### TEXT SHOWN
The initial model (ab-initio) protocols create quite a nice initial 3D map, but any further 3D refinements(homogeneous//non-uniform…) make the 3D map very bad.
Does anyone have the same expertise, and does anyone know the possible solution?
If this is a small protein, masking in non-uniform or homogeneous refinement may be causing issues. Try using non-uniform refinement, and switching masking off (set dynamic mask threshold to -10, or set dynamic masking resolution to e.g. 1Å)
Try local refinement starting from the ab initio map and particle set. If refinement is not converging, sometimes this helps.
how many particles? also try: 1) redo ab initio with multiple models, hopefully you get the same result but simultaneously also get rid of particles that do not fit the model (in the other classes). 2) perform classification in 3D with heterogeneous classification for the same effect.
We also tried to bin the particles and run them in the general routine, but that did not help.
Also, relion produces similar results (with a better b-factor).

### INFORMATION SUPPLIED
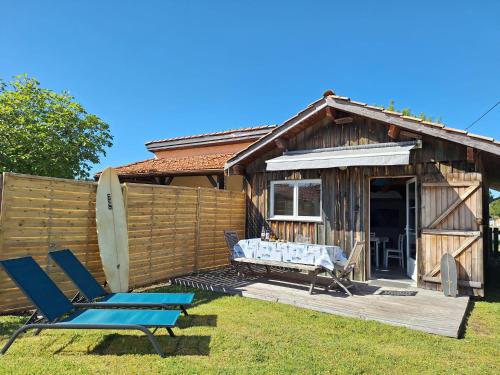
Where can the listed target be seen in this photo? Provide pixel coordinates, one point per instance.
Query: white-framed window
(298, 200)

### REQUIRED TASKS
**A.** Reproduce the thread on 3D map refinement word for word, from "how many particles?" up to and including "did not help.".
**B.** Write what comes next in the thread on 3D map refinement, starting after its final sentence.

### EXERCISE RESPONSES
**A.**
how many particles? also try: 1) redo ab initio with multiple models, hopefully you get the same result but simultaneously also get rid of particles that do not fit the model (in the other classes). 2) perform classification in 3D with heterogeneous classification for the same effect.
We also tried to bin the particles and run them in the general routine, but that did not help.

**B.**
redo ab initio with multiple models, hopefully you get the same result but simultaneously also get rid of particles that do not fit the model (in the other classes). yes we tried that - and the results look good for ab-initio but terrible for any 3D refinement
perform classification in 3D with heterogeneous classification for the same effect. Yes, we also tried that - it works (splitting works nicely) but again, just till 3D refinement.
Are you sure the ab initio is a correct solution? To me it looks a little like one of the failure modes we often see, described here: "side view prior" for ab initio?
It doesn’t seem to have many high resolution features - can you clearly see secondary structure in the ab initio, and what settings are you using for ab initio? Are clear secondary structure features present in the 2D classes?
Good question – from data that I have – perhaps, yes. But after you mentioned that – I am intensively checking and remastering it. Thank you for your remarks.
Did you find a solution at the end? As I understood, it happened due to limited views. Did the re-picking step help?
It doesn’t seem to have many high resolution features - can you clearly see secondary structure in the ab initio, and what settings are you using for ab initio?
Well, not really – I see a bit in 2D classes. The setting is the default ones + 0.01 for the Fourier redius step (I found it worked better for me)
Are clear secondary structure features present in the 2D classes? These are the ones.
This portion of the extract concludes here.